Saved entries

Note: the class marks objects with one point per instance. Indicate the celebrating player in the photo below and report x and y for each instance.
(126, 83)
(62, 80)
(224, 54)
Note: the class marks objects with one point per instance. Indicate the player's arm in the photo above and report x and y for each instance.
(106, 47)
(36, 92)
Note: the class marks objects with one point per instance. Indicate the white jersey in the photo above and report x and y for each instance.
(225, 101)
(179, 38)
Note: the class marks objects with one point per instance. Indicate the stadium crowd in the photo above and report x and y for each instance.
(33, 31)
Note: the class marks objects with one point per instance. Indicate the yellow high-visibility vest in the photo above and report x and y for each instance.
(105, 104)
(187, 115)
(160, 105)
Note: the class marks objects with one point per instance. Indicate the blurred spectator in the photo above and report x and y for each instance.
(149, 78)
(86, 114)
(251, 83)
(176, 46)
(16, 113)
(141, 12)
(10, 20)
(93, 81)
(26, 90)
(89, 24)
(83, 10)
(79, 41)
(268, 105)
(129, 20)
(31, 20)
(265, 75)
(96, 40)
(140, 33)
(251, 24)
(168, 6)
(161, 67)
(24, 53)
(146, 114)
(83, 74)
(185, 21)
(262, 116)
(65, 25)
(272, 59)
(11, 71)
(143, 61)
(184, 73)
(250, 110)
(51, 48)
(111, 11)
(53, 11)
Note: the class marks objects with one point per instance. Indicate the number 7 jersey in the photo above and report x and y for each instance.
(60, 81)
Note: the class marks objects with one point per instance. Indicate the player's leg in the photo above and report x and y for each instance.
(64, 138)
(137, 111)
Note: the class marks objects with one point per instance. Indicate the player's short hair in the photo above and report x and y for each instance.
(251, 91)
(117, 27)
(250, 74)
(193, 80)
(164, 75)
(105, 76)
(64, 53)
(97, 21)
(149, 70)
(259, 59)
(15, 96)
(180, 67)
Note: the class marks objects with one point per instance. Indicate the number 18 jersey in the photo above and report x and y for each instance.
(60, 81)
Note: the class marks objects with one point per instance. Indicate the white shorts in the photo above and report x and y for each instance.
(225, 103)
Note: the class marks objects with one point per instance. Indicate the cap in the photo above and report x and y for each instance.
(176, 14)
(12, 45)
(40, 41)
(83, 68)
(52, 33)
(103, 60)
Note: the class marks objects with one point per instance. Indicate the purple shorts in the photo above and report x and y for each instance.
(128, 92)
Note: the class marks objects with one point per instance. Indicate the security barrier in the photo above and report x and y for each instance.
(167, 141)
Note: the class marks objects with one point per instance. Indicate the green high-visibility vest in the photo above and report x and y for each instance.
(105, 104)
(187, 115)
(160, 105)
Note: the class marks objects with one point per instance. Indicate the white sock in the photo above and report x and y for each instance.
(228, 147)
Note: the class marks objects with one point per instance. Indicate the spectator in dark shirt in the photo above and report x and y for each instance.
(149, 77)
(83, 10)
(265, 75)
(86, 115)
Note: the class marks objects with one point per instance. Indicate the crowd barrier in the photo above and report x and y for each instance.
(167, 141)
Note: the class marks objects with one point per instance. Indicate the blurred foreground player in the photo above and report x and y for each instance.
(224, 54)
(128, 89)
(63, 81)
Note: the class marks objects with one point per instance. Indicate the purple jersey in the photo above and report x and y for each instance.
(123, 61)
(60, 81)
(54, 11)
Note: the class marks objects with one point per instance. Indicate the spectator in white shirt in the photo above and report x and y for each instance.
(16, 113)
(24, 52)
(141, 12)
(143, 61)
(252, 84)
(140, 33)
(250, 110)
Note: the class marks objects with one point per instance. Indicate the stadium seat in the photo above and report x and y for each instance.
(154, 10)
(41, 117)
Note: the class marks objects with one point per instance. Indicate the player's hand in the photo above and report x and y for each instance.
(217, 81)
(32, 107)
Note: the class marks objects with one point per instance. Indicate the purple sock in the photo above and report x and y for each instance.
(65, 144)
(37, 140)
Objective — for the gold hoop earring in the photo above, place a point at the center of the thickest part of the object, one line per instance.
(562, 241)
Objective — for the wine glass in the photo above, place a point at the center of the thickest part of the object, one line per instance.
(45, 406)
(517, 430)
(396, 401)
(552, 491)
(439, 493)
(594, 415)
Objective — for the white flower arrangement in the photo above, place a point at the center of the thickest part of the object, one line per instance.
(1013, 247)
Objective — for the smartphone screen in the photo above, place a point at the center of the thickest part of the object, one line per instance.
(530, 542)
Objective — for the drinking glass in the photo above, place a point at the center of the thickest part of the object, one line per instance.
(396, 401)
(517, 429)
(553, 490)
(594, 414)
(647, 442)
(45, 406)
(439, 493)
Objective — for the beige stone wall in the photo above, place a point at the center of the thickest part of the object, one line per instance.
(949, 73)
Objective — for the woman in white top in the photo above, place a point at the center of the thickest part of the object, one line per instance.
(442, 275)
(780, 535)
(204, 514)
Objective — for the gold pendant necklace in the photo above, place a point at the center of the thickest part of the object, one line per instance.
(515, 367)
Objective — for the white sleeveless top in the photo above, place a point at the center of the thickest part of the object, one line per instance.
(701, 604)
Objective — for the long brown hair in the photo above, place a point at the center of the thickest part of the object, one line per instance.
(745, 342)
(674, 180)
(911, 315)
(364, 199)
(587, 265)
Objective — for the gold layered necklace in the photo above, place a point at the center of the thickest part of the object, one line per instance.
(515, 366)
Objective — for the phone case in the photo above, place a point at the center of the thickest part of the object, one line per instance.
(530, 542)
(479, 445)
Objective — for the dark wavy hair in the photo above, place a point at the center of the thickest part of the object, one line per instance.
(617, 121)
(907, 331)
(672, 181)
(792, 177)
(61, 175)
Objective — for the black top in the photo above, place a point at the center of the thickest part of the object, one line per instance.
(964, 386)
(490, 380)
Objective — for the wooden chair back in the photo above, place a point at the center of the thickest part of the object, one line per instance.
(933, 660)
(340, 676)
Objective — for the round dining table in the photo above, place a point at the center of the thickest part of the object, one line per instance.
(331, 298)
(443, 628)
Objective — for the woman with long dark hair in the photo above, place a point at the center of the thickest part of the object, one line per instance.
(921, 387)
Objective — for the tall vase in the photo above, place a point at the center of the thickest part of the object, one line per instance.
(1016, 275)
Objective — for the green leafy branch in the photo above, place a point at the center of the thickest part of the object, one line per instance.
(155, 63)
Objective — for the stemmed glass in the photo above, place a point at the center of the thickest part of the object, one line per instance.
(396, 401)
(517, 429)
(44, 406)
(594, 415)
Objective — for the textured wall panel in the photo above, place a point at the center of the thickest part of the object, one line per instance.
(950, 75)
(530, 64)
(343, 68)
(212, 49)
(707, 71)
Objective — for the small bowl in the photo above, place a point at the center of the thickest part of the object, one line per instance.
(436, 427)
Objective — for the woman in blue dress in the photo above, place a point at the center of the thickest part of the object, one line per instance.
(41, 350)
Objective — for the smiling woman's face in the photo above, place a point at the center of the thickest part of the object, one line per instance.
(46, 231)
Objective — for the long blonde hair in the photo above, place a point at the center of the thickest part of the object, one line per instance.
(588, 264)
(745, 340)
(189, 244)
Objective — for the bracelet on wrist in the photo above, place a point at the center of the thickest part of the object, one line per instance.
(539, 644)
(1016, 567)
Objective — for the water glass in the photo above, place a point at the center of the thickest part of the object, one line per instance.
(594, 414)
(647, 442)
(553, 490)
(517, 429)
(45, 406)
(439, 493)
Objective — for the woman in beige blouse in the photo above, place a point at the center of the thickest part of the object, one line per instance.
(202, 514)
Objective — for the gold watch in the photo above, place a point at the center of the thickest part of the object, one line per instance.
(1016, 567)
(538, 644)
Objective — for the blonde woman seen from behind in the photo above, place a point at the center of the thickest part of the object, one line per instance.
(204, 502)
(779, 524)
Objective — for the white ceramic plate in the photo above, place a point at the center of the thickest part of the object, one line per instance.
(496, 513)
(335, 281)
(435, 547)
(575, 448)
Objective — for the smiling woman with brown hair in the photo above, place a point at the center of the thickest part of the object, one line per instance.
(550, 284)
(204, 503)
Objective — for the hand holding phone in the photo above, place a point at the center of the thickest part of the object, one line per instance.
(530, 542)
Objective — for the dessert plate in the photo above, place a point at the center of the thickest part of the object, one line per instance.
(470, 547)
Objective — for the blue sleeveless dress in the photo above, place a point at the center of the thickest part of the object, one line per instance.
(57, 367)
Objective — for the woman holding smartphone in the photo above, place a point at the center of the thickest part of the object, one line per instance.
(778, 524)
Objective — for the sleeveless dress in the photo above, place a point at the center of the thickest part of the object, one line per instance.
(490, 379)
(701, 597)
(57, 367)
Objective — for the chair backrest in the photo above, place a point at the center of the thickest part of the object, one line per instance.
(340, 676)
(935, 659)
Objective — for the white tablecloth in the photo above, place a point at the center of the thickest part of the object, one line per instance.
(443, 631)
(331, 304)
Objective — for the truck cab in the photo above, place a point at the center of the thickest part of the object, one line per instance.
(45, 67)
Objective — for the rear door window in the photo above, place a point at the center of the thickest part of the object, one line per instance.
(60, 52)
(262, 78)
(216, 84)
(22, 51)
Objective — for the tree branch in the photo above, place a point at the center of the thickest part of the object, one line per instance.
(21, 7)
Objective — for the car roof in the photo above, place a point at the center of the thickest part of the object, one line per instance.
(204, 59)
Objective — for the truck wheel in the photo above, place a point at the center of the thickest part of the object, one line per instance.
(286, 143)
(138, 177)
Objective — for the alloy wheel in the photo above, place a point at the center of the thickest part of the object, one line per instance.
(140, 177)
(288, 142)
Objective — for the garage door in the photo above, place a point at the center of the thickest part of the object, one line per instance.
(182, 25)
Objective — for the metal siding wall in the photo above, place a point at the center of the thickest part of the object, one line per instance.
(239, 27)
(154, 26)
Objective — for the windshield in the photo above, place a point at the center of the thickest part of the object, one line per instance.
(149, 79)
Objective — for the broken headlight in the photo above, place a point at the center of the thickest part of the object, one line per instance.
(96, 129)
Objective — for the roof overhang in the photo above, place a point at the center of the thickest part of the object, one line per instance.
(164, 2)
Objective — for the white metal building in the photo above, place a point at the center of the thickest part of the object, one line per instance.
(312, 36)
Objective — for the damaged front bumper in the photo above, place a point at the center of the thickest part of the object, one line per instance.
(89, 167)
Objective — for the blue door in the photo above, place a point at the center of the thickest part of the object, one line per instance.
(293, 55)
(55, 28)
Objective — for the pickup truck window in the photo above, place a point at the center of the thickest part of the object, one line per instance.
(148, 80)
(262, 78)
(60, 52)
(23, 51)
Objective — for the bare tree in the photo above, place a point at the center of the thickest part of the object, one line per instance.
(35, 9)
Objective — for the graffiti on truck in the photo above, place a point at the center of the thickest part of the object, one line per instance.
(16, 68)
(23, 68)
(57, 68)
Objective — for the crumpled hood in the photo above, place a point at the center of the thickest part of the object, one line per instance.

Work order ▸
The answer must consist of the lines from the one with "Objective — for the bare" through the final line of the entries above, exactly as they are, and nothing else.

Result of the exercise ▸
Objective — for the bare tree in the photo above, place a point at the center of the thickest part of the object, one line per instance.
(35, 9)
Objective — for the graffiti on truck in the photo above, place a point at the center of the thickest part of the object, one line per instance.
(16, 68)
(23, 68)
(57, 68)
Objective — for the crumpled hood in the photo above, place a point at the center of the thickest part of the object, one line per instance.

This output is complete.